▶ Task objective
Could you copy, word for word, the part of the Tuurangawaewae Marae project description below that begins at "3) What are" and stops after "Mr Shane Solomon."?

====== Provided passage ======

The guiding research question for this project are:
1) How has Tuurangawaewae Marae fostered community mauri ora (wellbeing) within Waikato and in Te Ao Maaori more broadly?
2) What role has Tuurangawaewae Marae played as both a repository and a place of action for te Reo me ngaa Tikanga in Waikato and in Aotearoa-New Zealand?
3) What are the factors underpinning Tuurangawaewae Marae’s endurance as a centre for Maaori political action and manaakitanga (caring for community) both nationally and for Waikato whaanau
This is a community-led project where the entire research team whakapapa to Tuurangawaewae Marae. The key researchers: Professor Tahu Kukutai, Dr Dean Mahuta, Dr Marama Muru-Lanning and Mr Shane Solomon.
The research will produce a book celebrating one hundred years of Tuurangawaewae Marae (also known as Tuurangawaewae Paa), and telling the story of Tuurangawaewae – the headquarters of the Maaori King Movement and the world’s largest marae. Born from the ravages of the New Zealand wars and the massive land confiscation and poverty that followed, Tuurangawaewae stands as a potent symbol of Maaori independence, tenacity and resilience. Combining narrative, archival research, interviews with whaanau and illustrations, this book will trace the ebbs and flows of Tuurangawaewae from its difficult early years to its present-day position as a prominent centre of Maaori culture and politics. It will open up a part of Aotearoa’s history with which few New Zealanders are familiar.
Intimately associated with the Kiingitanga, the marae’s history is resplendent with great leaders, some of whom have been written about in other texts such as Michael King’s Te Puea (King 1977, Belgrave 2018, Jones and Biggs 1995). Against that backdrop, this book will also focus on documenting the histories of the everyday, making visible the hitherto untold stories of the whaanau who worked together to build the enduring legacy that is Tuurangawaewae. In so doing this book is a social history of how a community’s commitment to a vision of mana motuhake and self-sufficiency enabled it to survive a World War, economic crises, pandemics, Paakehaa opposition and whaanau dispersion, to build a marae for the Kiingitanga, its people and the people of Aotearoa more broadly (Durie 1998, 2005, Walker 2004).

====== Given data ======

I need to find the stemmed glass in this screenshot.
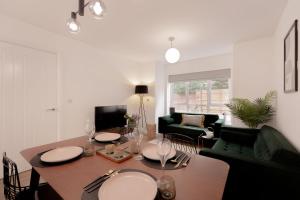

======

▶ Solution
3) What are the factors underpinning Tuurangawaewae Marae’s endurance as a centre for Maaori political action and manaakitanga (caring for community) both nationally and for Waikato whaanau
This is a community-led project where the entire research team whakapapa to Tuurangawaewae Marae. The key researchers: Professor Tahu Kukutai, Dr Dean Mahuta, Dr Marama Muru-Lanning and Mr Shane Solomon.